_INSTRUCTIONS TO FOLLOW_
Return the whole of the article "Savory Scenes of a Subcontinent" word for word.

[[ TEXT PROVIDED, beginning ]]

Savory Scenes of a Subcontinent
This article is from the archive of The New York Sun before the launch of its new website in 2022. The Sun has neither altered nor updated such articles but will seek to correct any errors, mis-categorizations or other problems introduced during transfer.
Ever since the publication of Jhumpa Lahiri’s collection of short stories, “Interpreter of Maladies,” in 2000, South Asian-themed fiction and nonfiction have been dominated by tales of immigrant experiences, with stories of mothers and fathers arriving in America in the 1970s to give birth to “first-generation” South Asian-Americans who struggle with various identity crises. It is quite easy, in the midst of this South Asian publishing upsurge, to forget about the stories of those born and raised in the subcontinent. Those stories remind the first or second generations of where our parents came from, and what they went through as children at home to succeed overseas.

[[ TEXT PROVIDED, end ]]
[[ RECORDS PROVIDED, beginning ]]

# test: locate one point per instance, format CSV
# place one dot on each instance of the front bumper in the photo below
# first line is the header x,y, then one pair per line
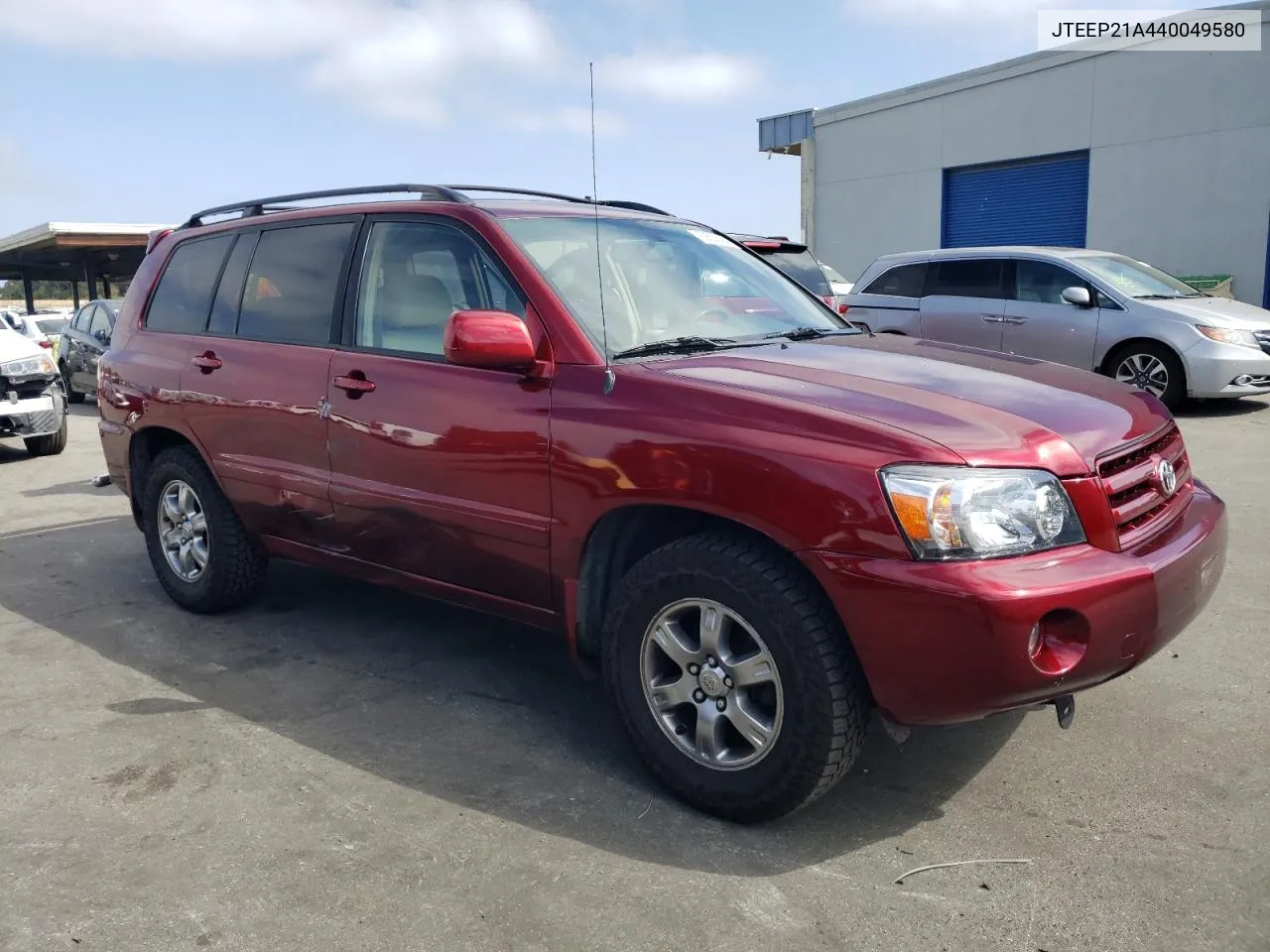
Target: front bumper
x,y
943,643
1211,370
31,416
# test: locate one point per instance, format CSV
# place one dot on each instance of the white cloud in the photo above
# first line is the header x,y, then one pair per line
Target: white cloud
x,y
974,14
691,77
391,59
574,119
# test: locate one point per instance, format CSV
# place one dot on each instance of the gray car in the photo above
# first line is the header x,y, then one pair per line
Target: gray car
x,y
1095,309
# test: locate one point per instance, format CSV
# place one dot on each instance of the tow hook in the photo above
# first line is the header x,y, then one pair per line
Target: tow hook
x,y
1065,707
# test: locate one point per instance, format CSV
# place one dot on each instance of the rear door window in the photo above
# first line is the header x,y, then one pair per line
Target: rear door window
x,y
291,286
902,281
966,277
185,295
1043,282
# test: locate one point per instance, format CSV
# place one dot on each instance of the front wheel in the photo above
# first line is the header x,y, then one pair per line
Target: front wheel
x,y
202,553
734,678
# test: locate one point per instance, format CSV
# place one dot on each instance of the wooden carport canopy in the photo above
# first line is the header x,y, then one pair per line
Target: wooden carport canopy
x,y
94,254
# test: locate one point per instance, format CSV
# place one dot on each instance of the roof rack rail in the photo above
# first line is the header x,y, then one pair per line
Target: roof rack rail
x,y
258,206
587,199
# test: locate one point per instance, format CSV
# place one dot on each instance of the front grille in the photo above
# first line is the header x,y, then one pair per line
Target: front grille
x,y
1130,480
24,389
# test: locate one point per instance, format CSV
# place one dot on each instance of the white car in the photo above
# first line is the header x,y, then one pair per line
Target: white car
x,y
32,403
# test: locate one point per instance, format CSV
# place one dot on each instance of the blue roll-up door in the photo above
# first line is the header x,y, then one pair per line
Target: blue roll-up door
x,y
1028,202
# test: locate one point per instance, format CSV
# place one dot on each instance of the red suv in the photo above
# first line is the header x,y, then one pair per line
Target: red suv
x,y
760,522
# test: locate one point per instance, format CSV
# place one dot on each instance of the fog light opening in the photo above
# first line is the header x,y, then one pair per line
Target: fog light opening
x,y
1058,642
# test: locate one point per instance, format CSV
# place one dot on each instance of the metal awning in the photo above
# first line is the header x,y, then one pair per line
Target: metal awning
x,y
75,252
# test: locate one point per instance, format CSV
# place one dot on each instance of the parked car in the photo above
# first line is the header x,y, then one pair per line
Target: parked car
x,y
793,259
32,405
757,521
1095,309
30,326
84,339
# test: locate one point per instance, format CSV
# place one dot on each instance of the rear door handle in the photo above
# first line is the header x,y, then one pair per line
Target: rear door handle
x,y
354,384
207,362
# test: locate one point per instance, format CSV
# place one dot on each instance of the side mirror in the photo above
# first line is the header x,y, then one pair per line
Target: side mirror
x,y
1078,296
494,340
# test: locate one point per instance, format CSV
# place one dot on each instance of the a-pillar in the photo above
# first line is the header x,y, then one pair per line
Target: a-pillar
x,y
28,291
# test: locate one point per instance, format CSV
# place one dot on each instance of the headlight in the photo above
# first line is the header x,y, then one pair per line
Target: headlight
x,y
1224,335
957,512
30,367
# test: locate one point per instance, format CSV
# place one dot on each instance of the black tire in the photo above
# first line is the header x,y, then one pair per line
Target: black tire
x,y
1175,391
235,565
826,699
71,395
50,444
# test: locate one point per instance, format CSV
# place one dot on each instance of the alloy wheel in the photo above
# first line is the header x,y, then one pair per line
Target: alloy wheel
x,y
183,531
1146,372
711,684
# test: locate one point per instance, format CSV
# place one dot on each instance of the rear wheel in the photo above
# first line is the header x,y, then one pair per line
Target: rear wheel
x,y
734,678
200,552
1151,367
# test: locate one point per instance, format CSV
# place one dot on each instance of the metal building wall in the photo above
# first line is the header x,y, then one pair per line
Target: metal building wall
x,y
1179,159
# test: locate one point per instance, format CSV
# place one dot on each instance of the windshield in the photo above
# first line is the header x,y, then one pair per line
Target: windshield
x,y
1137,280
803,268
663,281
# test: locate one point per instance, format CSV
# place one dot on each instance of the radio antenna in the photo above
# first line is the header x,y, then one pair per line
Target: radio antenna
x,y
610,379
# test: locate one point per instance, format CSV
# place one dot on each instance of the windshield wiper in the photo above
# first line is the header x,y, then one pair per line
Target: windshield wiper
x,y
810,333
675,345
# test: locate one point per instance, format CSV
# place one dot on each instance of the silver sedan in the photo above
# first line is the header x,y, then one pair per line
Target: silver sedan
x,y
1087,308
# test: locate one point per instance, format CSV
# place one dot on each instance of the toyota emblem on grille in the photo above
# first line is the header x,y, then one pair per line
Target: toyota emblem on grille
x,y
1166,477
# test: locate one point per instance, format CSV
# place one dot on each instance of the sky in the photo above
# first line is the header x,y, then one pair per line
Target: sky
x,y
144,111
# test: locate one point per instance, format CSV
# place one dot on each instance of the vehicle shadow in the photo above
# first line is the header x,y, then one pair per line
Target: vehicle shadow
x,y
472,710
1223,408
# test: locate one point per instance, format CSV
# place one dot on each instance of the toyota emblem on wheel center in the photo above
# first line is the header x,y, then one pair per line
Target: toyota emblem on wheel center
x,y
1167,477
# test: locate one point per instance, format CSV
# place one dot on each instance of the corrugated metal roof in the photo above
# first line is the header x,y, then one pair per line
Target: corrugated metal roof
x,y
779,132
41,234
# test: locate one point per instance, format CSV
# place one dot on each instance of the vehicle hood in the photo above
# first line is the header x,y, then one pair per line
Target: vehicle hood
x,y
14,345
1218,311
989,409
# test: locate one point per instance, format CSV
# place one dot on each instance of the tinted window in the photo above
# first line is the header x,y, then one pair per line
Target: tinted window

[[ RECORDS PROVIDED, end ]]

_RESPONSE AREA_
Savory Scenes of a Subcontinent
This article is from the archive of The New York Sun before the launch of its new website in 2022. The Sun has neither altered nor updated such articles but will seek to correct any errors, mis-categorizations or other problems introduced during transfer.
Ever since the publication of Jhumpa Lahiri’s collection of short stories, “Interpreter of Maladies,” in 2000, South Asian-themed fiction and nonfiction have been dominated by tales of immigrant experiences, with stories of mothers and fathers arriving in America in the 1970s to give birth to “first-generation” South Asian-Americans who struggle with various identity crises. It is quite easy, in the midst of this South Asian publishing upsurge, to forget about the stories of those born and raised in the subcontinent. Those stories remind the first or second generations of where our parents came from, and what they went through as children at home to succeed overseas.